Part of a data file:

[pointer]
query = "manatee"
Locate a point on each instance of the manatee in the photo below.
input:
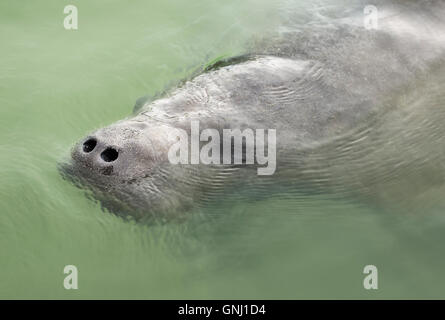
(345, 101)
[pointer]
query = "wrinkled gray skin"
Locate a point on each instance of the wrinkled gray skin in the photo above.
(315, 83)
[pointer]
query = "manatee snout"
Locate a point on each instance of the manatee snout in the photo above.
(124, 165)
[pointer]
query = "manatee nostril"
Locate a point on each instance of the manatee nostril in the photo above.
(89, 145)
(109, 155)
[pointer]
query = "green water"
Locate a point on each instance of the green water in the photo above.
(56, 85)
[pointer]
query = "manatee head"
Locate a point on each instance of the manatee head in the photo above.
(125, 167)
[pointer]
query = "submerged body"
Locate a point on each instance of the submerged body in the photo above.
(331, 89)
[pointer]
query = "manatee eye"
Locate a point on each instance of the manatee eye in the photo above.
(89, 145)
(109, 155)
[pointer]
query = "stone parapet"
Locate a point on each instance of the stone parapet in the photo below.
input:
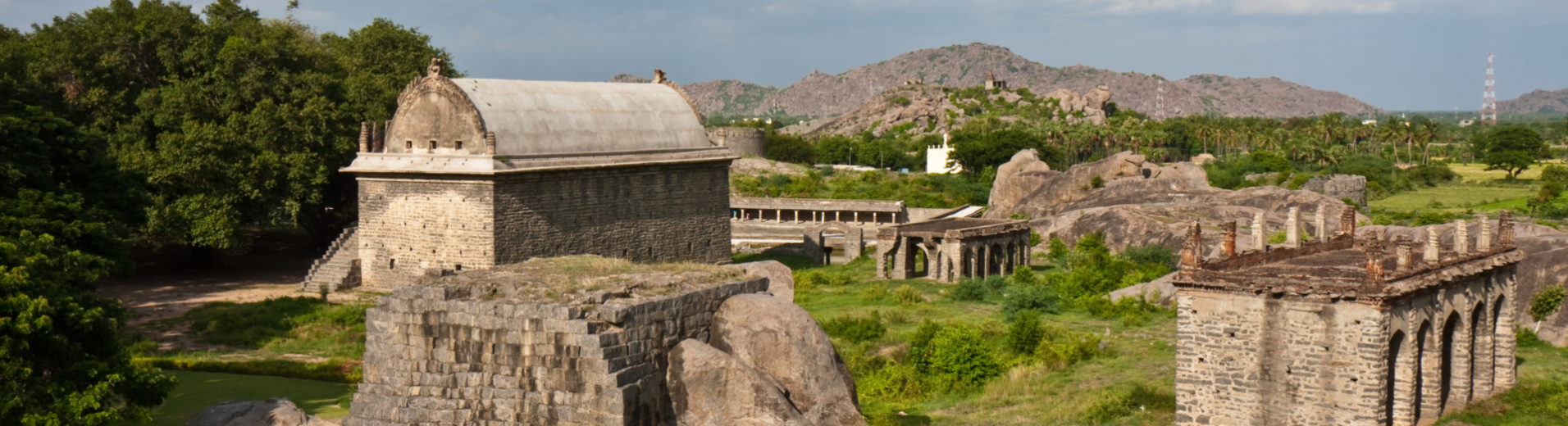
(454, 356)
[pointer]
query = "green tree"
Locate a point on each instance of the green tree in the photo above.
(1512, 149)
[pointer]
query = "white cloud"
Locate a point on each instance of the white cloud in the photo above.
(1316, 7)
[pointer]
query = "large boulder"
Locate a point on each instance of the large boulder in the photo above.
(709, 387)
(782, 281)
(1038, 193)
(783, 340)
(268, 412)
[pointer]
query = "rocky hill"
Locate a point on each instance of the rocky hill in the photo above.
(822, 94)
(1543, 102)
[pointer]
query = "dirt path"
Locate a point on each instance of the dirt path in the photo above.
(159, 290)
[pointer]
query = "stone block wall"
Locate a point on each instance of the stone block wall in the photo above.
(409, 226)
(640, 213)
(441, 356)
(1258, 359)
(1246, 359)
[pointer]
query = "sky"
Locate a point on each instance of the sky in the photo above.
(1427, 55)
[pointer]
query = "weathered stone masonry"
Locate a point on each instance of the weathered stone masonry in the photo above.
(443, 356)
(1342, 331)
(479, 173)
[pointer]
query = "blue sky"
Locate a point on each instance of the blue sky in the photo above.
(1391, 53)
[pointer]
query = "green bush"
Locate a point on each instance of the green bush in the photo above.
(342, 372)
(1547, 302)
(907, 297)
(969, 290)
(856, 329)
(1060, 348)
(1024, 334)
(960, 359)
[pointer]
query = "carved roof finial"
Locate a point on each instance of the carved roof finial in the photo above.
(435, 68)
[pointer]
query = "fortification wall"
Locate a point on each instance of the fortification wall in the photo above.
(411, 226)
(1247, 359)
(443, 356)
(641, 213)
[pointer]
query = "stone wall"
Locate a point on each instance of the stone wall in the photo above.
(741, 140)
(443, 356)
(411, 226)
(1258, 359)
(640, 213)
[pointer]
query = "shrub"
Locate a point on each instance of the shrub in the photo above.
(873, 292)
(1547, 302)
(907, 297)
(969, 290)
(960, 359)
(1024, 334)
(856, 329)
(1060, 348)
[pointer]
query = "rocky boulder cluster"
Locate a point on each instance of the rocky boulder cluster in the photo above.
(767, 362)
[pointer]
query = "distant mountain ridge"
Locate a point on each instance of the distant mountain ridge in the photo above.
(822, 94)
(1543, 102)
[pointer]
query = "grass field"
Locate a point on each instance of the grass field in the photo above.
(1461, 197)
(199, 390)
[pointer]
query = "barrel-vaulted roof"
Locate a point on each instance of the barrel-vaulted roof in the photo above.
(534, 118)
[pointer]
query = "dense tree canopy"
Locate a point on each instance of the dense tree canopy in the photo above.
(153, 121)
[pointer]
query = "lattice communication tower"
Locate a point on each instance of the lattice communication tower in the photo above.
(1159, 99)
(1488, 99)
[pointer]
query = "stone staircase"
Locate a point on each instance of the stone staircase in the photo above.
(338, 268)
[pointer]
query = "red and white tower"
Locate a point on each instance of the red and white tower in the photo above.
(1488, 99)
(1159, 99)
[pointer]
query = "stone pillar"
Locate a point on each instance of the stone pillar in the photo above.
(364, 137)
(1504, 337)
(1260, 232)
(1461, 237)
(1484, 242)
(1402, 256)
(1229, 238)
(1347, 221)
(1191, 251)
(1320, 223)
(1506, 229)
(1292, 228)
(1374, 251)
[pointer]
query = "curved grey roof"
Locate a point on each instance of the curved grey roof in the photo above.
(543, 118)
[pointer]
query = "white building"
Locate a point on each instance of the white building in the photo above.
(937, 159)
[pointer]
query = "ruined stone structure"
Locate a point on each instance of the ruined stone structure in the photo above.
(474, 355)
(1342, 331)
(993, 84)
(741, 140)
(474, 173)
(952, 248)
(1339, 187)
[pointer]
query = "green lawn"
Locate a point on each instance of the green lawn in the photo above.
(1134, 381)
(199, 390)
(1461, 197)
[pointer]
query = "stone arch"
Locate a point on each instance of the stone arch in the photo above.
(1446, 383)
(1418, 372)
(818, 248)
(1393, 374)
(1476, 353)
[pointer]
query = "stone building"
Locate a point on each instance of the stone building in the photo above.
(1349, 329)
(952, 248)
(741, 140)
(474, 173)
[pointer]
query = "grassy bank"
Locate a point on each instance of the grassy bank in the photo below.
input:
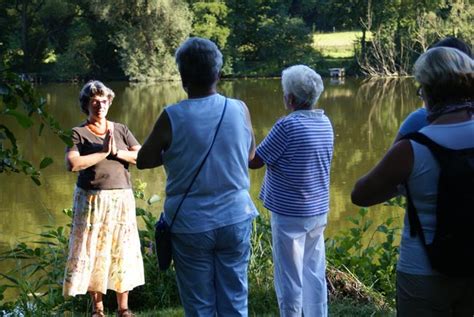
(361, 277)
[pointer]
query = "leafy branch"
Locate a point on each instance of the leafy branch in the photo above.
(20, 100)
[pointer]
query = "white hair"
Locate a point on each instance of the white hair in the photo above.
(303, 83)
(442, 64)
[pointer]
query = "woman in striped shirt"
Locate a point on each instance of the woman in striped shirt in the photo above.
(298, 152)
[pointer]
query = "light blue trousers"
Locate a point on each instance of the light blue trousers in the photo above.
(211, 270)
(299, 259)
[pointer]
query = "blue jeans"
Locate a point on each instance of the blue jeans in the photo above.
(211, 270)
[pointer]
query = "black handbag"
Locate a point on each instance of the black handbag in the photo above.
(163, 245)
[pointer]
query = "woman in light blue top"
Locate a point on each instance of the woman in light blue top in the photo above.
(211, 233)
(297, 153)
(446, 76)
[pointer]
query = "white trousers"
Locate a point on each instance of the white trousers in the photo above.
(299, 259)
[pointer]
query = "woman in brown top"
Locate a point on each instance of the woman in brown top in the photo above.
(104, 246)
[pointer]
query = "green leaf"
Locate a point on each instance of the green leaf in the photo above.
(66, 139)
(46, 162)
(11, 279)
(36, 180)
(153, 199)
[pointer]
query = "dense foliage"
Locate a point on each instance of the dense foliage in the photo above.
(135, 40)
(22, 106)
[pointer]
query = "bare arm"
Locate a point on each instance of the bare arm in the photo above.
(380, 184)
(150, 154)
(249, 125)
(129, 155)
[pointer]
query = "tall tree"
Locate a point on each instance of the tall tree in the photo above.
(265, 38)
(146, 34)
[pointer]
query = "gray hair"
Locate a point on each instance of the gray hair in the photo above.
(303, 83)
(199, 61)
(91, 89)
(442, 64)
(446, 75)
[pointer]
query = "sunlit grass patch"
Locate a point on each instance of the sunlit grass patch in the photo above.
(337, 44)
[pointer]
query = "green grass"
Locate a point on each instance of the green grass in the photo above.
(337, 308)
(336, 44)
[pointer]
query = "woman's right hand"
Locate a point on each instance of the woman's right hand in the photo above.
(76, 162)
(108, 142)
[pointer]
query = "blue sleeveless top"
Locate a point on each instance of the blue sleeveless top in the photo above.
(423, 183)
(219, 196)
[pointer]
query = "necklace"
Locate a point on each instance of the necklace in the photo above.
(93, 128)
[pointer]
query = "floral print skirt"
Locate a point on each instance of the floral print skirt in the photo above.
(104, 246)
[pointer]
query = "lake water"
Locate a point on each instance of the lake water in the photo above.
(365, 116)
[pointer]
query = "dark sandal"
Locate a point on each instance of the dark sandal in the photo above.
(98, 313)
(125, 313)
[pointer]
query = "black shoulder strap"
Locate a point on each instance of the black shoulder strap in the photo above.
(434, 147)
(200, 166)
(413, 219)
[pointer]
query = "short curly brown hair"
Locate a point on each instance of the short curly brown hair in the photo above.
(93, 88)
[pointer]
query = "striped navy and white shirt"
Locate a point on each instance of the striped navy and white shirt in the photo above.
(298, 152)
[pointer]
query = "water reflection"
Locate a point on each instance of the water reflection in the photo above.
(365, 115)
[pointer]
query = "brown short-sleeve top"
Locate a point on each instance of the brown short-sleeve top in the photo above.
(110, 173)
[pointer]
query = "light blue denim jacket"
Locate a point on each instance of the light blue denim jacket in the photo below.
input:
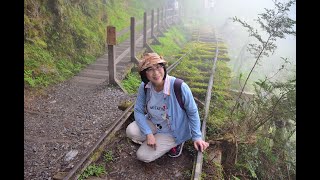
(184, 124)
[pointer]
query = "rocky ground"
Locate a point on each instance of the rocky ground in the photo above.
(62, 123)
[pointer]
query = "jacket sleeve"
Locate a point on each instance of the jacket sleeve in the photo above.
(192, 112)
(139, 114)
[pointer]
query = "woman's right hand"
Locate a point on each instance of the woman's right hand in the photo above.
(151, 141)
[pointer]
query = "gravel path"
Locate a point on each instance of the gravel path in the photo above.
(63, 123)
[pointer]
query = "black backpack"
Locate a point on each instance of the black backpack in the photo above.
(177, 91)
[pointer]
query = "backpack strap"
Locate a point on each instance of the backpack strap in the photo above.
(177, 91)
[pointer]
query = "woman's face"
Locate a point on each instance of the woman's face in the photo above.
(155, 74)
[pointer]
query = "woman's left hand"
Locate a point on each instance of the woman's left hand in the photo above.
(200, 145)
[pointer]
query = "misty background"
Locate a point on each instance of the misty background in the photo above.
(219, 13)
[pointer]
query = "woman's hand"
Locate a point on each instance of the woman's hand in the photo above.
(200, 145)
(151, 141)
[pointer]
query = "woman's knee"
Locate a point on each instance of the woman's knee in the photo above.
(132, 130)
(143, 156)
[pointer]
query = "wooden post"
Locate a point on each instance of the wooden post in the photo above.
(162, 17)
(144, 29)
(152, 22)
(158, 19)
(133, 44)
(111, 41)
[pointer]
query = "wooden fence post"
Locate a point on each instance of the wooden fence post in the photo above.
(111, 41)
(144, 29)
(158, 19)
(132, 40)
(152, 22)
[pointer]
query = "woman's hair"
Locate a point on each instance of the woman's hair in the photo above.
(144, 76)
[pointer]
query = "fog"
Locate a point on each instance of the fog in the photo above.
(236, 36)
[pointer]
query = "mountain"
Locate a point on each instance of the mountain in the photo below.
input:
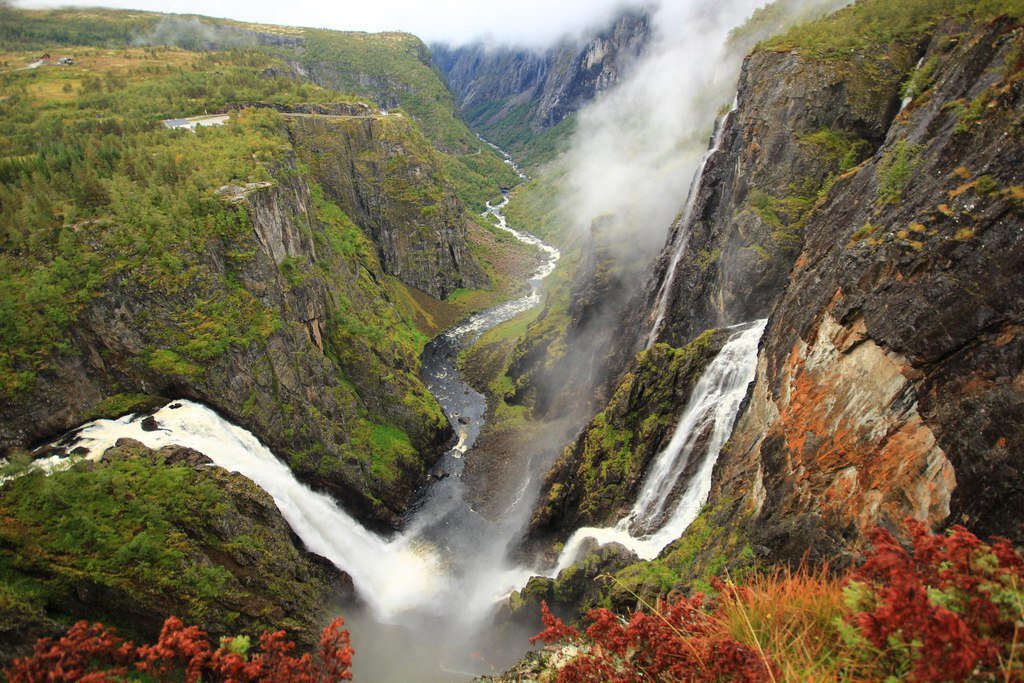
(864, 198)
(513, 97)
(274, 267)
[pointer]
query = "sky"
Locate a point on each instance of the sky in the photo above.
(528, 23)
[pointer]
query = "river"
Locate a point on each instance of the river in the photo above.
(426, 595)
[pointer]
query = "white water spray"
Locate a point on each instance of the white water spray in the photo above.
(685, 227)
(392, 577)
(704, 427)
(448, 569)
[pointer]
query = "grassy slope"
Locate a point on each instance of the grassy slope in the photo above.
(713, 543)
(113, 195)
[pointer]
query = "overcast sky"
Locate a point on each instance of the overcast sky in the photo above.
(523, 22)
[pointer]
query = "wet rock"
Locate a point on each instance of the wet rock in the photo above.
(593, 483)
(555, 83)
(889, 377)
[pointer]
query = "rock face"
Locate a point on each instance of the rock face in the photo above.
(387, 179)
(798, 125)
(507, 94)
(322, 365)
(561, 366)
(886, 244)
(597, 477)
(890, 379)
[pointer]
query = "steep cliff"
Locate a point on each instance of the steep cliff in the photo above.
(510, 95)
(388, 180)
(866, 195)
(798, 125)
(263, 299)
(890, 374)
(597, 477)
(144, 535)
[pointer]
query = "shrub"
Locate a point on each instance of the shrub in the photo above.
(94, 652)
(948, 608)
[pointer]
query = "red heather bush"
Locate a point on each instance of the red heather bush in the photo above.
(679, 642)
(93, 653)
(949, 609)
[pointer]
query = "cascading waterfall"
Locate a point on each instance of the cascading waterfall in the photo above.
(704, 427)
(685, 226)
(391, 575)
(444, 573)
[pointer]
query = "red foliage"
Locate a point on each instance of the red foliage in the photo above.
(953, 602)
(680, 642)
(94, 654)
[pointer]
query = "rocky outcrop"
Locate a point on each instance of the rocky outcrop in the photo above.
(285, 326)
(510, 94)
(799, 124)
(597, 477)
(220, 529)
(890, 378)
(388, 179)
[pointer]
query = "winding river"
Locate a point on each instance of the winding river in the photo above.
(429, 592)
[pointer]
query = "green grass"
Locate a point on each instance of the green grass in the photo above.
(870, 23)
(896, 170)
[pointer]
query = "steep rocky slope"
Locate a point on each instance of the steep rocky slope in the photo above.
(867, 197)
(307, 378)
(510, 95)
(269, 267)
(387, 179)
(890, 376)
(597, 477)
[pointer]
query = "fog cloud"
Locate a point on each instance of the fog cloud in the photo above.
(638, 146)
(527, 23)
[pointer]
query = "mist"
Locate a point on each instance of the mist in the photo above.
(527, 23)
(637, 147)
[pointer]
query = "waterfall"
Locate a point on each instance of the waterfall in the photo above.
(658, 517)
(442, 575)
(685, 224)
(392, 577)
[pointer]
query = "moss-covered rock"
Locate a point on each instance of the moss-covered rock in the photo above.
(143, 535)
(597, 477)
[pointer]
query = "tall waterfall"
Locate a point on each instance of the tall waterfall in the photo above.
(426, 587)
(682, 238)
(658, 516)
(390, 575)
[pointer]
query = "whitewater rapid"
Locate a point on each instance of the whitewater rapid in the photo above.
(658, 517)
(446, 558)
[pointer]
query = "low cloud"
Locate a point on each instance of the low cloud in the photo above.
(526, 23)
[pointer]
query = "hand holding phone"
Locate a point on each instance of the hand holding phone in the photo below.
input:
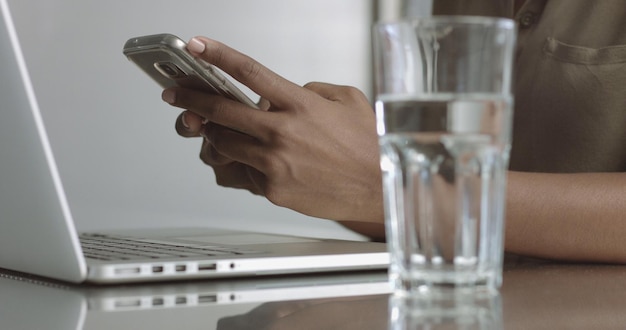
(165, 59)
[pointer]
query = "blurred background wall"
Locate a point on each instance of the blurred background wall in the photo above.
(121, 161)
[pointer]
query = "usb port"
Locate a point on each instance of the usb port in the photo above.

## GOAL
List every line in the listing above that contains the word "fence", copying each line in full.

## COMPLETED EXERCISE
query = "wooden fence post"
Locate a point on each instance of the wooden fence post in the photo above.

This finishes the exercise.